───── KUTIPAN SUMBER

Lihat ke Halaman Asli

Kenali dan Sayangi Buku

Diperbarui: 18 Desember 2018   12:12

Kompasiana adalah platform blog. Konten ini menjadi tanggung jawab bloger dan tidak mewakili pandangan redaksi Kompas.

https://www.diamput.com

Yusuf Ma'zumi dalam kolom "Pembaca Menulis", di koran Republika, edisi 28 Agustus 2016, mengatakan bahwa di Amerika ada sebuah perpustakaan yang selalu buka 24 jam. Itu pun tidak pernah sepi, baik di pagi hari, siang ataupun malam. Masyarakat Amerika, khususnya pelajar, rajin berkunjung dan membaca buku di perpustakaan. Fenomena semacam itu menarik untuk direnungkan.

Di Indonesia pemandangan fenomenal itu sulit sekali ditemukan. Apalagi di daerah kecil macam Ponorogo. Berita Antaranews (28/10/2015), memberitakan betapa di negara maju, orang umumnya gemar membaca. 

Setiap penduduk membaca 20 hingga 30 judul buku setiap tahunnya. Sebaliknya, di negara berkembang termasuk Indonesia, penduduk hanya membaca paling banyak 3 judul buku, itupun tergolong usia 0-10 tahun. Sungguh seperti "binatang langka" saya menyebutnya. Maksudnya tidak sembarang tempat dapat kita jumpai dan temukan.

Tak hanya di Amerika, di Jepang pun, sudah mengakar lama tradisi membaca. Bahkan barang siapa yang tidak membaca, maka ia akan mendapatkan sanksi. Bagi
mereka, membaca menjadi suatu kewajiban, sebagai kebutuhan, akan hausnya ilmu pengetahuan. Sayangnya, kesadaran terhadap membaca buku di masyarakat Indonesia minus sekali. Jika kita mau belajar dari budaya baca Amerika dan Jepang, maka bangsa kita tidak saja kaya akan hasil alam, harta, tetapi juga unggul kualitas SDMnya.

Dalam membangun kesadaran masyarakat, maka dibutuhkan usaha yang ekstra. Baik masyarakat, keluarga, sekolah, dan terlebih lagi pemerintah. Mengapa demikian?
Karena sejak kecil, anak-anak tidak dikenalkan dan dibekali dengan budaya membaca. Jangankan membaca, buku pun mereka tidak dikenalkan oleh kedua orang
tuanya. Pertanyaannya: bagaimana budaya membaca akan terbentuk, jika buku saja tidak dikenalinya. Seperti pepatah," Tak Kenal Maka Tak Sayang."

Sebelum kita suka kemudian menyayangi sesuatu, tentunya kita harus mengenali dulu sosoknya (buku). Entah dipandang dari sudut mana, kita harus memahaminya terlebih dulu. Coba bayangkan, ketika seseorang ingin menikah pasti mereka harus mengenal dulu sosok orang yang akan dinikahi. Tidak hanya sosoknya tetapi juga keluarga, pergaulan, dan lingkungannya. Maka diantaranya akan tumbuh sikap menyayangi serta manjaga. Sebaliknya, ketika seseorang ingin menikah dan belum mengenal orang yang dinikahi, maka apa yang terjadi? Tentu, rasa sayang akan sulit tumbuh, begitu pula dengan rasa simpati dan empati mereka.

──────────

**DAFTAR TUGAS:**
a - Jawab pertanyaan berikut berdasarkan tulisan tentang budaya membaca di atas:
(i) Di koran apa dan pada edisi tanggal berapa kolom Yusuf Ma'zumi dimuat?
(ii) Menurut berita Antaranews, berapa judul buku yang dibaca setiap penduduk negara maju per tahun?
(iii) Apa yang didapat orang di Jepang yang tidak membaca?
b - Lanjutkan tulisan tentang budaya membaca di atas, dimulai dari kalimat sesudah kalimat terakhirnya.
Baris-baris di bawah ini tidak diperlukan.

───── KUMPULAN DATA

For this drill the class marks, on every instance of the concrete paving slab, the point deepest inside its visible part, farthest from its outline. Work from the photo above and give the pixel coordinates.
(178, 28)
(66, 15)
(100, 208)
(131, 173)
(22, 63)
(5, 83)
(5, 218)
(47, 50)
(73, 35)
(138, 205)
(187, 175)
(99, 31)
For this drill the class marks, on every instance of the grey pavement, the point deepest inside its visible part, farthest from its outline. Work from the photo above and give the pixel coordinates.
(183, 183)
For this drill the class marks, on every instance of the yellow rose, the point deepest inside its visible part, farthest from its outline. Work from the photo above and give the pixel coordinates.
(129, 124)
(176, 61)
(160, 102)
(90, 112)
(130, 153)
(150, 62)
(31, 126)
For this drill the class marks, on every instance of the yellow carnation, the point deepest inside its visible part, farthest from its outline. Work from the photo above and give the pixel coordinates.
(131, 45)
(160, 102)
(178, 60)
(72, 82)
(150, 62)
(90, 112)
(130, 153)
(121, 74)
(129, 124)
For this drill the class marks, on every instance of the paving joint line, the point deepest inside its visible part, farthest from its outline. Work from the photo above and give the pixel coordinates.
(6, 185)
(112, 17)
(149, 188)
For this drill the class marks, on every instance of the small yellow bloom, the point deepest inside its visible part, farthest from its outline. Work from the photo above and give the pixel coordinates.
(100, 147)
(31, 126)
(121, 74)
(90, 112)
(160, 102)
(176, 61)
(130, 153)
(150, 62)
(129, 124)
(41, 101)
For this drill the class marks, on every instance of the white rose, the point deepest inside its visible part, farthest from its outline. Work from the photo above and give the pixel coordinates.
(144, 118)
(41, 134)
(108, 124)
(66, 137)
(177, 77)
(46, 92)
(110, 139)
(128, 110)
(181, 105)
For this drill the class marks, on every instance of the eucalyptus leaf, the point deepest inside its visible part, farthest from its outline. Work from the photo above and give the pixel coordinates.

──────────

**JAWABAN YANG DIHARAPKAN:**
a -
(i) Republika, edisi 28 Agustus 2016.
(ii) 20 hingga 30 judul buku setiap tahun.
(iii) Sanksi.

b -
Ibarat mencintai buku sebagai pernikahan di atas, maka problemnya hal itu tidaklah terjadi di Indonesia. Bangsa kita tidak memiliki budaya membaca, parahnya lagi tidak mengenal buku. Buku terbitan memang banyak, tetapi mereka tidak tahu mana buku yang berkualitas baik atau sebaliknya.

Untuk mencintai buku barangkali kita bisa belajar dari tokoh-tokoh sejarah yang monumental seperti Tan Malaka, Soekarno, dan Hatta. Tan Malaka, setiap pagi rela berjalan kaki dari Kalibata ke Museum Nasional (sekarang Perpustakaan Nasional) hanya untuk membaca buku. Bung Hatta, karena begitu cinta membaca buku ketika akan dipenjara, ia berkata, "Aku rela dipenjara asalkan bersama buku, karena dengan buku aku bebas."

Sukarno, presiden RI pertama itu meskipun lahir dari keluarga yang miskin, tetapi gemar membaca buku. Perpustakaan Theosofi Surabaya menjadi rumah keduanya. Padahal, di zaman Soekarno negara kita masih dalam penguasaan bangsa lain. Tapi, siapa sangka Soekarno begitu gentol lari dalam dunia buku untuk menjernihkan dan mengasah otaknya.

Otak manusia itu diibaratkan seperti gergaji. Kalau dibiarkan saja---tidak diasah atau dikikir, sudah pasti tidak dapat digunakan lagi. Sama seperti otak kita, kalau tidak dipasok wawasan dan ilmu guna menggali pengetahuan berpikir, maka otomatis saraf-saraf yang semula aktif akan mati, dan akhirnya tidak berfungsi sebagaimana
mestinya. Sungguh menyeramkan.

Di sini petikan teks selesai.